- [What to produce]: Only text is carried over. Reproduce the entries below exactly.

Stored data
========
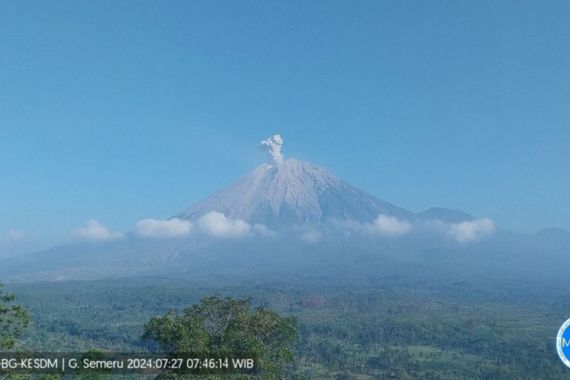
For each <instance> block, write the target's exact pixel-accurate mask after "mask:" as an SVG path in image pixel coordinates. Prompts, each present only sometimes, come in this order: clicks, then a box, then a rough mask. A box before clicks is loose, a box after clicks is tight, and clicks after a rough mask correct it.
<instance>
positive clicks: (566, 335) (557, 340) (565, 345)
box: [556, 319, 570, 368]
mask: <svg viewBox="0 0 570 380" xmlns="http://www.w3.org/2000/svg"><path fill="white" fill-rule="evenodd" d="M556 350H557V351H558V356H560V360H562V363H564V365H566V367H568V368H570V319H568V320H567V321H566V322H564V324H563V325H562V326H561V327H560V330H558V335H557V336H556Z"/></svg>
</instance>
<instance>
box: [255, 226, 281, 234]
mask: <svg viewBox="0 0 570 380" xmlns="http://www.w3.org/2000/svg"><path fill="white" fill-rule="evenodd" d="M251 230H252V231H253V232H255V233H256V234H258V235H261V236H277V232H275V231H273V230H270V229H269V228H267V227H266V226H264V225H263V224H254V225H253V226H251Z"/></svg>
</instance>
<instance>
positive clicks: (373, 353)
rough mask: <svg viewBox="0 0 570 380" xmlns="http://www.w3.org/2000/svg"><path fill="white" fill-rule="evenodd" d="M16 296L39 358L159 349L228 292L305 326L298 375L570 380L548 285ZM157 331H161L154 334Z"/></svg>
mask: <svg viewBox="0 0 570 380" xmlns="http://www.w3.org/2000/svg"><path fill="white" fill-rule="evenodd" d="M260 284H263V285H260ZM10 290H11V291H12V292H16V293H17V294H18V296H19V302H21V303H23V304H24V305H25V306H26V307H27V308H29V310H30V311H31V313H32V316H33V324H32V326H31V327H30V328H29V329H28V331H27V333H26V335H25V336H24V338H25V341H24V343H25V345H26V347H27V348H28V349H36V350H44V351H50V350H52V351H53V350H61V349H65V350H87V349H91V348H98V349H101V350H109V351H111V350H115V351H136V350H140V351H146V350H150V349H153V344H152V342H148V341H146V340H144V339H143V333H144V326H145V324H147V323H148V322H149V321H151V320H152V318H153V317H155V316H159V315H163V314H164V313H168V312H169V311H171V312H172V314H171V315H174V316H176V315H177V316H179V317H180V316H181V315H183V314H181V313H183V310H184V309H186V308H187V307H188V305H193V304H197V303H198V302H199V301H200V299H202V298H204V297H208V296H211V295H212V294H220V295H221V296H224V297H226V296H227V297H234V298H240V297H251V299H252V304H253V305H254V306H262V307H264V308H266V309H270V310H275V311H277V312H279V313H280V314H281V315H285V316H293V317H296V318H297V319H298V321H299V334H300V338H299V340H298V343H297V345H296V347H295V357H296V360H295V363H296V368H295V377H305V378H312V379H331V378H332V379H335V378H337V379H376V378H394V379H406V378H410V379H411V378H416V379H473V378H475V379H539V378H540V379H570V370H568V369H567V368H566V367H564V366H563V364H562V363H561V362H560V361H559V359H558V357H557V355H556V350H555V346H554V341H555V336H556V332H557V329H558V328H559V326H560V324H561V323H562V322H563V321H564V320H565V319H566V318H568V314H569V313H570V297H568V295H567V293H566V292H565V291H564V289H556V288H548V287H547V286H546V285H542V286H530V285H529V286H527V285H524V284H520V283H516V282H513V283H509V282H508V281H507V280H504V281H502V282H500V283H491V282H483V281H481V280H478V281H477V282H476V283H470V282H468V281H465V280H461V281H458V280H453V279H439V280H437V281H434V280H427V279H424V280H422V279H417V278H416V279H410V278H384V279H374V280H370V279H360V280H359V281H350V282H349V281H345V282H340V281H336V282H333V281H330V280H312V281H308V280H303V281H301V280H298V279H295V280H288V281H286V282H277V281H269V280H265V281H263V282H260V281H259V280H255V281H254V280H251V281H250V282H247V281H241V282H239V283H238V282H235V283H234V282H231V283H230V282H224V281H222V280H219V279H216V280H215V281H214V280H211V282H206V281H198V280H192V281H191V280H180V279H170V280H165V279H156V278H152V279H150V278H148V279H125V280H113V281H93V282H61V283H47V284H28V285H24V284H20V285H15V284H14V285H12V286H11V289H10ZM263 310H265V309H263ZM194 311H196V310H194ZM159 318H160V317H159ZM156 320H157V319H155V321H156ZM148 326H150V327H151V328H150V329H149V328H148ZM152 330H153V329H152V323H151V324H149V325H147V336H148V333H149V331H152ZM290 376H291V377H293V375H290Z"/></svg>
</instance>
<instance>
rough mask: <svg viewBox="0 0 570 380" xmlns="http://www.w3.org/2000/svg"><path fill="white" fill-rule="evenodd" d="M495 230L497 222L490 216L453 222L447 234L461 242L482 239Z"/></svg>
mask: <svg viewBox="0 0 570 380" xmlns="http://www.w3.org/2000/svg"><path fill="white" fill-rule="evenodd" d="M493 232H495V223H494V222H493V221H492V220H491V219H489V218H482V219H476V220H472V221H464V222H460V223H453V224H450V225H449V226H448V230H447V235H448V236H450V237H451V238H452V239H454V240H456V241H458V242H460V243H465V242H470V241H477V240H481V239H482V238H484V237H486V236H489V235H491V234H492V233H493Z"/></svg>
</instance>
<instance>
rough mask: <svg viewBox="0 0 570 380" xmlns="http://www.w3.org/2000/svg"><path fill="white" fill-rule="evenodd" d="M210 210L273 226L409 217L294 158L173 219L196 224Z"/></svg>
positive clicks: (246, 220) (248, 221) (210, 211)
mask: <svg viewBox="0 0 570 380" xmlns="http://www.w3.org/2000/svg"><path fill="white" fill-rule="evenodd" d="M209 212H220V213H222V214H224V215H225V216H226V217H228V218H231V219H239V220H243V221H245V222H247V223H250V224H263V225H266V226H269V227H272V228H282V227H288V226H291V225H299V224H321V223H327V222H331V221H346V220H350V221H359V222H371V221H373V220H374V219H375V218H377V217H378V215H379V214H385V215H390V216H395V217H398V218H400V219H412V218H413V217H414V214H413V213H412V212H410V211H408V210H405V209H403V208H400V207H397V206H395V205H392V204H390V203H388V202H385V201H382V200H380V199H378V198H375V197H374V196H372V195H370V194H367V193H365V192H364V191H362V190H359V189H357V188H356V187H354V186H351V185H349V184H348V183H346V182H344V181H342V180H340V179H339V178H337V177H336V176H334V175H333V174H331V173H330V172H329V171H327V170H326V169H324V168H322V167H320V166H317V165H314V164H312V163H310V162H306V161H300V160H297V159H288V160H285V161H283V162H280V163H278V164H274V165H271V164H263V165H261V166H259V167H258V168H257V169H255V170H254V171H253V172H251V173H250V174H248V175H246V176H245V177H244V178H242V179H241V180H239V181H238V182H237V183H235V184H233V185H231V186H229V187H228V188H226V189H225V190H223V191H221V192H220V193H218V194H215V195H213V196H211V197H210V198H208V199H206V200H204V201H202V202H199V203H197V204H195V205H193V206H191V207H190V208H188V209H186V210H184V211H182V212H180V213H178V214H177V215H176V217H177V218H182V219H190V220H196V219H198V218H200V217H201V216H203V215H205V214H208V213H209Z"/></svg>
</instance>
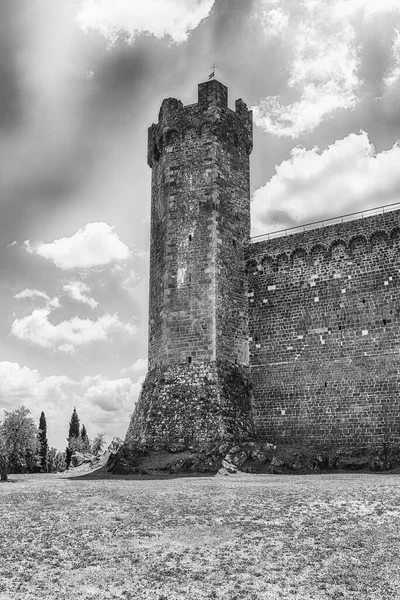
========
- [Result of this task]:
For each <instance> block, write the target's exact pixel-accurate mask after "mask:" as an SVG path in image pixel coordinates. Prompts, each present only sometimes, come in this order: clicks, then a box, then a rough mask. A box before clicks is loose, a box after clicks is tight, and clicks after a rough mask correct it.
<instance>
positive clicks: (566, 335) (557, 340) (565, 345)
box: [556, 319, 570, 368]
mask: <svg viewBox="0 0 570 380" xmlns="http://www.w3.org/2000/svg"><path fill="white" fill-rule="evenodd" d="M556 350H557V351H558V356H560V360H562V363H564V365H566V367H568V368H570V319H568V320H567V321H566V322H564V324H563V325H562V326H561V327H560V330H558V335H557V336H556Z"/></svg>
</instance>
<instance>
box: [255, 226, 281, 234]
mask: <svg viewBox="0 0 570 380" xmlns="http://www.w3.org/2000/svg"><path fill="white" fill-rule="evenodd" d="M251 230H252V231H253V232H255V233H256V234H258V235H261V236H277V232H275V231H273V230H270V229H269V228H267V227H266V226H264V225H263V224H254V225H253V226H251Z"/></svg>
</instance>
<instance>
positive clicks: (373, 353)
rough mask: <svg viewBox="0 0 570 380" xmlns="http://www.w3.org/2000/svg"><path fill="white" fill-rule="evenodd" d="M16 296L39 358L159 349L228 292L305 326L298 375L570 380L548 285ZM157 331H161L154 334Z"/></svg>
mask: <svg viewBox="0 0 570 380" xmlns="http://www.w3.org/2000/svg"><path fill="white" fill-rule="evenodd" d="M260 284H263V285H260ZM10 290H11V291H12V292H16V293H17V294H18V296H19V302H21V303H23V304H24V305H25V306H26V307H27V308H29V310H30V311H31V313H32V316H33V324H32V326H31V327H30V328H29V329H28V331H27V333H26V335H25V336H24V338H25V341H24V343H25V345H26V347H27V348H28V349H36V350H44V351H50V350H52V351H53V350H61V349H65V350H87V349H91V348H98V349H101V350H109V351H111V350H115V351H136V350H140V351H146V350H150V349H153V344H152V342H148V341H146V340H144V339H143V333H144V326H145V324H147V323H148V322H149V321H151V320H152V318H153V317H155V316H159V315H163V314H164V313H168V312H169V311H171V312H172V314H171V315H174V316H176V315H177V316H179V317H180V316H181V315H183V314H181V313H183V310H184V309H186V308H187V307H188V305H193V304H197V303H198V302H199V301H200V299H202V298H204V297H208V296H211V295H212V294H220V295H221V296H224V297H226V296H227V297H234V298H240V297H251V299H252V304H253V305H254V306H262V307H264V308H266V309H270V310H275V311H277V312H279V313H280V314H281V315H285V316H293V317H296V318H297V319H298V321H299V334H300V338H299V340H298V343H297V345H296V347H295V357H296V360H295V363H296V368H295V377H305V378H312V379H331V378H332V379H335V378H337V379H376V378H394V379H406V378H410V379H411V378H416V379H473V378H475V379H539V378H540V379H570V370H568V369H567V368H566V367H564V366H563V364H562V363H561V362H560V361H559V359H558V357H557V355H556V350H555V346H554V341H555V336H556V332H557V329H558V328H559V326H560V324H561V323H562V322H563V321H564V320H565V319H566V318H568V314H569V313H570V297H568V295H567V293H566V292H565V291H564V289H556V288H548V287H547V286H546V285H542V286H530V285H529V286H527V285H524V284H520V283H516V282H513V283H509V282H508V281H507V280H504V281H502V282H500V283H491V282H483V281H481V280H478V281H477V282H476V283H470V282H468V281H465V280H461V281H458V280H453V279H439V280H437V281H434V280H427V279H424V280H422V279H417V278H416V279H410V278H384V279H374V280H370V279H360V280H359V281H350V282H349V281H345V282H340V281H336V282H333V281H330V280H312V281H308V280H303V281H301V280H298V279H295V280H288V281H286V282H277V281H269V280H265V281H263V282H260V281H259V280H255V281H254V280H251V281H250V282H247V281H241V282H239V283H238V282H235V283H234V282H231V283H230V282H224V281H222V280H219V279H216V280H215V281H214V280H211V282H206V281H198V280H192V281H191V280H180V279H170V280H165V279H156V278H152V279H150V278H148V279H125V280H113V281H93V282H61V283H47V284H28V285H24V284H20V285H15V284H14V285H12V286H11V289H10ZM263 310H265V309H263ZM194 311H196V310H194ZM159 318H160V317H159ZM156 320H157V319H155V321H156ZM148 326H150V327H151V328H150V329H149V328H148ZM152 330H153V329H152V323H151V324H149V325H147V336H148V333H149V331H152ZM290 376H291V377H293V375H290Z"/></svg>
</instance>
<instance>
rough mask: <svg viewBox="0 0 570 380" xmlns="http://www.w3.org/2000/svg"><path fill="white" fill-rule="evenodd" d="M495 230L497 222L490 216L453 222L447 234L461 242L482 239Z"/></svg>
mask: <svg viewBox="0 0 570 380" xmlns="http://www.w3.org/2000/svg"><path fill="white" fill-rule="evenodd" d="M493 232H495V223H494V222H493V221H492V220H491V219H489V218H482V219H476V220H472V221H464V222H460V223H453V224H450V225H449V226H448V230H447V235H448V236H450V237H451V238H452V239H454V240H456V241H458V242H460V243H465V242H470V241H477V240H481V239H482V238H484V237H486V236H489V235H491V234H492V233H493Z"/></svg>
</instance>
<instance>
rough mask: <svg viewBox="0 0 570 380" xmlns="http://www.w3.org/2000/svg"><path fill="white" fill-rule="evenodd" d="M210 210L273 226L409 217L294 158L173 219L196 224Z"/></svg>
positive clicks: (246, 220) (248, 221) (210, 211)
mask: <svg viewBox="0 0 570 380" xmlns="http://www.w3.org/2000/svg"><path fill="white" fill-rule="evenodd" d="M209 212H220V213H222V214H224V215H225V216H226V217H228V218H231V219H239V220H243V221H245V222H247V223H250V224H263V225H266V226H269V227H272V228H282V227H288V226H291V225H299V224H321V223H327V222H331V221H346V220H350V221H359V222H371V221H373V220H374V219H375V218H377V217H378V215H379V214H385V215H390V216H395V217H398V218H400V219H412V218H413V217H414V214H413V213H412V212H410V211H408V210H405V209H403V208H400V207H397V206H395V205H392V204H390V203H388V202H385V201H382V200H380V199H378V198H375V197H374V196H372V195H370V194H367V193H365V192H364V191H362V190H359V189H357V188H356V187H354V186H351V185H349V184H348V183H346V182H344V181H342V180H340V179H339V178H337V177H336V176H334V175H333V174H331V173H330V172H329V171H327V170H326V169H324V168H322V167H320V166H317V165H314V164H312V163H310V162H306V161H300V160H297V159H288V160H285V161H283V162H280V163H278V164H274V165H271V164H263V165H261V166H259V167H258V168H257V169H255V170H254V171H253V172H251V173H250V174H248V175H246V176H245V177H244V178H242V179H241V180H239V181H238V182H237V183H235V184H233V185H231V186H229V187H228V188H226V189H225V190H223V191H221V192H220V193H218V194H215V195H213V196H211V197H210V198H208V199H206V200H204V201H202V202H199V203H197V204H195V205H193V206H191V207H190V208H188V209H186V210H184V211H182V212H180V213H178V214H177V215H176V217H177V218H182V219H190V220H196V219H198V218H200V217H201V216H203V215H205V214H208V213H209Z"/></svg>
</instance>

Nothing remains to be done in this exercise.